[A series of records]

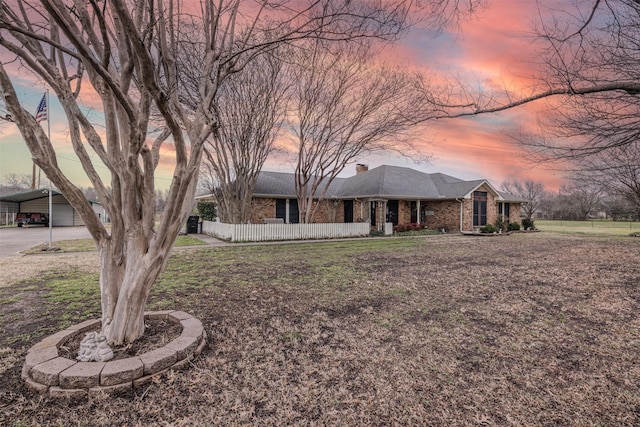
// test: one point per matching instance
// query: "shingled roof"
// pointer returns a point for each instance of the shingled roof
(386, 182)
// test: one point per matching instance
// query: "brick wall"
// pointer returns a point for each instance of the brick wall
(261, 209)
(446, 213)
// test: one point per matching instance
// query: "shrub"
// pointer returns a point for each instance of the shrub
(488, 229)
(207, 211)
(527, 224)
(513, 226)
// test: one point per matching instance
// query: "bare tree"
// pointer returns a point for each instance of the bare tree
(591, 63)
(250, 109)
(534, 192)
(617, 170)
(127, 53)
(579, 199)
(345, 106)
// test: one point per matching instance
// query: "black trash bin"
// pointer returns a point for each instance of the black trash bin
(192, 224)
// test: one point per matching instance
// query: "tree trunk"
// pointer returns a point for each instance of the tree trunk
(125, 283)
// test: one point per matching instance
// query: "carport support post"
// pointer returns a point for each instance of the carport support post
(50, 220)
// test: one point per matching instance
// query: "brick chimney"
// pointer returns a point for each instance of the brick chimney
(361, 168)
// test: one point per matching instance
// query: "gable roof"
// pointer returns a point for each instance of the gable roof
(274, 184)
(25, 196)
(385, 182)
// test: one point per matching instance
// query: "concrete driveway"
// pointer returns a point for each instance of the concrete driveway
(16, 239)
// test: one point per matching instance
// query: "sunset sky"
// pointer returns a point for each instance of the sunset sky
(493, 49)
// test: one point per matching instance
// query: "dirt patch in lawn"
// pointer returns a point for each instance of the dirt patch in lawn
(531, 329)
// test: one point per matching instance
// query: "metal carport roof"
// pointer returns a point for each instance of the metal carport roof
(25, 196)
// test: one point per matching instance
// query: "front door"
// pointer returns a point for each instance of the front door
(392, 211)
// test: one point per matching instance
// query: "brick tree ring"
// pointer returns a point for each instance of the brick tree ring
(44, 371)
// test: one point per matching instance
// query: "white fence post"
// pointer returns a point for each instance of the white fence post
(267, 232)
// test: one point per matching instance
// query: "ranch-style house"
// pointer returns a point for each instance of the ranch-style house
(389, 194)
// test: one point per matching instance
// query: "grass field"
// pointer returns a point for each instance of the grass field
(524, 329)
(619, 228)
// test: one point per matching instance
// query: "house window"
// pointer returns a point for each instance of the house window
(392, 212)
(479, 208)
(281, 209)
(504, 209)
(348, 211)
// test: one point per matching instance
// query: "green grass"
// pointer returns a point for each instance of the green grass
(617, 228)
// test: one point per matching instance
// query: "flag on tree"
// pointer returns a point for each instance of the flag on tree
(41, 113)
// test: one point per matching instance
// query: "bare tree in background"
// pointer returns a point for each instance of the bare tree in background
(345, 105)
(15, 182)
(534, 192)
(127, 54)
(579, 200)
(250, 108)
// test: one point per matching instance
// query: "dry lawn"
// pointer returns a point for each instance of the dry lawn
(527, 329)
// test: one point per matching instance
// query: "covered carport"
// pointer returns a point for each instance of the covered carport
(62, 213)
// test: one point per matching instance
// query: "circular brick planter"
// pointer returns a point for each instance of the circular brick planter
(44, 371)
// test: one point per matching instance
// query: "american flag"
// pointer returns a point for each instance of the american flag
(41, 112)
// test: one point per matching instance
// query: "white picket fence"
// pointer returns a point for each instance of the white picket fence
(270, 232)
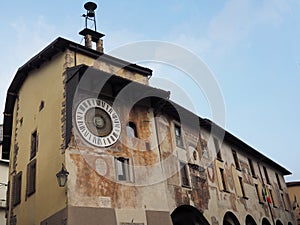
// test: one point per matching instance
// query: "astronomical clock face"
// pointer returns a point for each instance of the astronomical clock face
(97, 122)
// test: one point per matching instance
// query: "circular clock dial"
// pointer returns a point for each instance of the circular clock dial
(97, 122)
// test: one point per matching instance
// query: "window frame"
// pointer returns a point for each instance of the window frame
(218, 149)
(266, 175)
(17, 189)
(124, 163)
(31, 178)
(242, 187)
(133, 132)
(278, 181)
(236, 159)
(34, 144)
(178, 137)
(259, 193)
(223, 180)
(251, 165)
(184, 175)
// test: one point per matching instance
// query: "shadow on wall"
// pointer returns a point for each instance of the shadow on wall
(188, 215)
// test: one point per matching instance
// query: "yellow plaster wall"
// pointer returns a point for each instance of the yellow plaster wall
(44, 84)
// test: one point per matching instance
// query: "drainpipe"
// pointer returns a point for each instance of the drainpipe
(264, 186)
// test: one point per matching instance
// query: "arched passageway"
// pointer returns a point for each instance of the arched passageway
(188, 215)
(250, 220)
(230, 219)
(265, 221)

REQUEST.
Copy out every line of the records above that contains the word "lawn". Letter case counts.

WRITTEN RESPONSE.
// query: "dirt patch in lawn"
// pointer returns a point for each instance of the dirt patch in lawn
// query: "dry lawn"
// pointer returns a point for each instance of the dry lawn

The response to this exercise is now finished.